• 摘录:
:::

预处理出质数,化成图论问题,dijkstra求最短路
#include <iostream>
#include <cstring>
#include <queue>
#include <cmath>
#include <algorithm>
using namespace std;
#define pii pair<int,int>
#define fi first
#define se second
const int N = 1e4,M =N*2;
int T,p[N],cnt,id[N],S,E,dis[N];
int h[N],e[M],ne[M],idx;
bool st[N];
priority_queue<pii,vector<pii>,greater<pii> > q;
bool check(int a, int b)
{
int num1[4];
for(int i = 0 ; a ; i ++ )
{
num1[i] = a%10;
a/=10;
}
int cnt = 0 ;
for(int i = 0 ; b ; i ++ )
{
if(num1[i] != b % 10) cnt++;
b/=10;
}
if(cnt >= 2 ) return false;
return true;
}
void add(int a,int b)
{
e[idx] = b , ne[idx] = h[a] , h[a] = idx++;
}
void get_primes(int n)
{
for(int i=2;i<=n;i++)
{
if(!st[i])
{
p[cnt]=i;
id[i] = cnt;
cnt++;
}
for(int j=0;p[j]<=n/i;j++)
{
st[p[j]*i]=true;
if(i%p[j]==0)break;//当条件成立 pj就是i的最小质因数
}
}
}
int dijkstra()
{
while(q.size()) q.pop();
memset(dis,0x3f,sizeof dis);
memset(st,0,sizeof st);
q.push({0,S});
dis[S] = 0;
while(q.size())

:::

• 所列各行:
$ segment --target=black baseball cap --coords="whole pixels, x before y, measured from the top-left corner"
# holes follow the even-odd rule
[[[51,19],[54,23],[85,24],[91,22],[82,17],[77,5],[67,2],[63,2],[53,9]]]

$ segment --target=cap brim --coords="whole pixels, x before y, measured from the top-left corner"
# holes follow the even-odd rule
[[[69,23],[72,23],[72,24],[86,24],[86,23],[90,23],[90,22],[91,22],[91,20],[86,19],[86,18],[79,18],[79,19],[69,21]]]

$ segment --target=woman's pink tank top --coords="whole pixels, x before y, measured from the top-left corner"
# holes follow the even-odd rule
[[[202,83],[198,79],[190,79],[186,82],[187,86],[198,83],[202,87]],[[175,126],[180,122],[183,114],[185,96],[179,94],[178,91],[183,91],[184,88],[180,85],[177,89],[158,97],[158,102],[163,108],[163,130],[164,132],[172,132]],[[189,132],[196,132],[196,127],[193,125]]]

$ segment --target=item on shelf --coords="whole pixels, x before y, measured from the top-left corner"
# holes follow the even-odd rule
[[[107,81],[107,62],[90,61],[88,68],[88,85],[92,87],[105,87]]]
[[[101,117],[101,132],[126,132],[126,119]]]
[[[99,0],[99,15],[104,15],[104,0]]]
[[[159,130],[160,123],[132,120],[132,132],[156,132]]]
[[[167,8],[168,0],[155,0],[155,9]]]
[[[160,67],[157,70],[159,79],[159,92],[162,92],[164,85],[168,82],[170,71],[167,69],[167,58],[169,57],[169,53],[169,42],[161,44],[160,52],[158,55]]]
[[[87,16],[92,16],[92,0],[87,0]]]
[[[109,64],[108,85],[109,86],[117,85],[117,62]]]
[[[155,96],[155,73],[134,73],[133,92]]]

:::

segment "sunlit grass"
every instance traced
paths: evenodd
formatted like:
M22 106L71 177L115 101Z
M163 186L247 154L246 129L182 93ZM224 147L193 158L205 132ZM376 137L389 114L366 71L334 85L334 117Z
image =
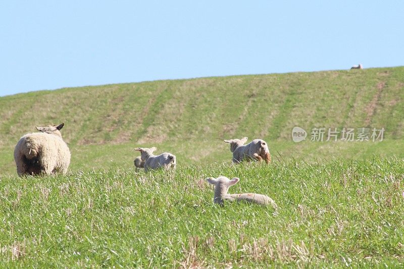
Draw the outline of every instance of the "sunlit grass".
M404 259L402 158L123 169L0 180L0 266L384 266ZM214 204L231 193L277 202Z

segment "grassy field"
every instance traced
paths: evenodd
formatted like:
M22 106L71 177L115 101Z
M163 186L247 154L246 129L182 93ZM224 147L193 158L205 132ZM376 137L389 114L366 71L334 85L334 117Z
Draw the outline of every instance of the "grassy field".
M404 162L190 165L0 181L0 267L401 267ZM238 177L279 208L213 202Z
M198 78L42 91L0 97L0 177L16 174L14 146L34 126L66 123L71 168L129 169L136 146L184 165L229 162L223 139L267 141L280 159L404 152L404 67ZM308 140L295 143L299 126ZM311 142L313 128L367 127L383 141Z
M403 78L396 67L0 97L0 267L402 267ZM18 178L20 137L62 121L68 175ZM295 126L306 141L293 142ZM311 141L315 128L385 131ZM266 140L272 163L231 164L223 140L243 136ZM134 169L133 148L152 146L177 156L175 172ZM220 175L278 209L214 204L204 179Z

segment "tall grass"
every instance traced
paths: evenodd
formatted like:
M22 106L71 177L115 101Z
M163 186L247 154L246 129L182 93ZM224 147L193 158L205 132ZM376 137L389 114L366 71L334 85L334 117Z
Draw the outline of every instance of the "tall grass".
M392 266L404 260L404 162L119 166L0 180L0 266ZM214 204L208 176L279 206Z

:::

• 给定任务 A: 在这段质数最短路代码的开头说明里,求最短路用的是哪种算法?
• 给定任务 B: 从这段质数最短路代码的最后一行往下接着写。

• 练习答案 A: dijkstra 算法。

• 练习答案 B:
{
pii t = q.top();
q.pop();
int dist = t.fi,ver = t.se;
if(st[ver]) continue;
st[ver] = true;
for(int i = h[ver] ; ~i ; i = ne[i])
{
int j = e[i];
if(dis[j] > dist + 1 )
{
dis[j] = dist +1;
q.push({dis[j],j});
}
}
}
return dis[E];
}
void sol()
{
int a,b;
cin>>a>>b;
S= id[a] , E = id[b];
int ans = dijkstra();
cout << ans <<endl ;
}
int main()
{
get_primes(9999);
memset(h,-1,sizeof h);
for(int i = id[1009] ; i < cnt ; i ++ )
{
for(int j = i+1 ; j < cnt ; j ++ )
if(check(p[i],p[j]))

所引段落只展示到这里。